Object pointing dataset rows

= = = =

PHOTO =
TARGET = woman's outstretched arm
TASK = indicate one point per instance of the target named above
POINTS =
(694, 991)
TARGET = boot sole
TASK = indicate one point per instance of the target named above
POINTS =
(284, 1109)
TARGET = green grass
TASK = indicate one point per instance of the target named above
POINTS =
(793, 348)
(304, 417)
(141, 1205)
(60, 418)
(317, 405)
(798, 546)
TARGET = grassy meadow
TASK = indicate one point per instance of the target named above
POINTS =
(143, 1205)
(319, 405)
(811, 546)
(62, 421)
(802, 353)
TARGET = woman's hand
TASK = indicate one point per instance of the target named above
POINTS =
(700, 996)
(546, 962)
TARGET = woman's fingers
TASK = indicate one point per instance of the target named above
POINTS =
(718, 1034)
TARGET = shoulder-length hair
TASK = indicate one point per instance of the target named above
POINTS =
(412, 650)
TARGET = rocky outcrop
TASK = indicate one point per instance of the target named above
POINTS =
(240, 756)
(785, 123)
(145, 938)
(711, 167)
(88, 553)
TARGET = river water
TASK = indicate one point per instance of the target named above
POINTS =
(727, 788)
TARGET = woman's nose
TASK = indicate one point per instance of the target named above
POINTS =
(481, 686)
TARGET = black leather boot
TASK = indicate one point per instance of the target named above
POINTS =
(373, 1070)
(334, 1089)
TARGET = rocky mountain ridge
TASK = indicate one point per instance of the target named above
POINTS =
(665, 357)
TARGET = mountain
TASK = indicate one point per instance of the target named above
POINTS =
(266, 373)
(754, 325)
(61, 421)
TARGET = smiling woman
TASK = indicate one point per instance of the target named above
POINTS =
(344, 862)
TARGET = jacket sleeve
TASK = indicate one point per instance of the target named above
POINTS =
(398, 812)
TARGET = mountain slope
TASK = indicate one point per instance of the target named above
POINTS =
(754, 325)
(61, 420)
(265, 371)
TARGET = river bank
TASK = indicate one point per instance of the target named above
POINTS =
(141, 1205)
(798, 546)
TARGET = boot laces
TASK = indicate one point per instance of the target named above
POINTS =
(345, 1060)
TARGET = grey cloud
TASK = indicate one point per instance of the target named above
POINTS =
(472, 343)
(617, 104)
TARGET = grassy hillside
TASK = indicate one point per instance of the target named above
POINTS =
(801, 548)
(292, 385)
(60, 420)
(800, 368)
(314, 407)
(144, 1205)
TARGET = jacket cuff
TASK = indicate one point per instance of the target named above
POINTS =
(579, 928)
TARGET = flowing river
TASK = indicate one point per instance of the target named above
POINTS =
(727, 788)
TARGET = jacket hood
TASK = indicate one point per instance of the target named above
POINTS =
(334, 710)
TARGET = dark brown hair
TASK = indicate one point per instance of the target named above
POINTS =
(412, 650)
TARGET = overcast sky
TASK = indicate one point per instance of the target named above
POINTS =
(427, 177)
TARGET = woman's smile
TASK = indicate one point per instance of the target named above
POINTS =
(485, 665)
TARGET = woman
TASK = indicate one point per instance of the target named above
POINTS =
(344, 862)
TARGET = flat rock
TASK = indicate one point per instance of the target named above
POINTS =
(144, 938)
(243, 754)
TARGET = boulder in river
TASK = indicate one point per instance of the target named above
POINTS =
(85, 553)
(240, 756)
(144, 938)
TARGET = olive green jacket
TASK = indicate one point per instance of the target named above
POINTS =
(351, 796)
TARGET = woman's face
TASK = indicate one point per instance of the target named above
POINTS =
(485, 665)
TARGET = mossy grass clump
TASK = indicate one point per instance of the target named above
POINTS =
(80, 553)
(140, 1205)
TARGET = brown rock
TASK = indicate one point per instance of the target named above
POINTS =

= = = =

TASK REQUIREMENTS: Rewrite the data from the line that has "TARGET = flowing river" through the end, swapping every "jacket" for "coat" and leaving everything else unchanged.

FINAL RESULT:
TARGET = flowing river
TASK = indicate one point per instance of the target named above
POINTS =
(727, 788)
TARGET = coat hood
TASK = indicate one point per instance of the target named above
POINTS =
(334, 710)
TARGET = dark brown hair
TASK = indicate one point per instance of the target named above
POINTS =
(412, 650)
TARGET = overcast sky
TASK = indicate one point per instance of the target named above
POINTS =
(427, 177)
TARGET = woman's smile
TASK = indicate one point per instance of the target named above
POINTS =
(485, 665)
TARGET = woman
TASK = indicate one point per instance of the target named above
POINTS =
(344, 862)
TARGET = flat rock
TASK = indicate one point per instance of the target named above
POINTS =
(144, 938)
(243, 754)
TARGET = boulder in river
TASK = indicate one point per instance of the target named above
POINTS =
(85, 553)
(240, 756)
(144, 938)
TARGET = olive green coat
TASK = indicate one point per instance of the target named above
POINTS =
(351, 796)
TARGET = woman's face
TASK = indicate one point per instance of the target named above
POINTS =
(485, 665)
TARGET = mossy grass clump
TASK = indicate one point per instance of the target named above
POINTS =
(80, 553)
(140, 1205)
TARGET = brown rock
TASK = indicate one point per instance of the target named above
POINTS =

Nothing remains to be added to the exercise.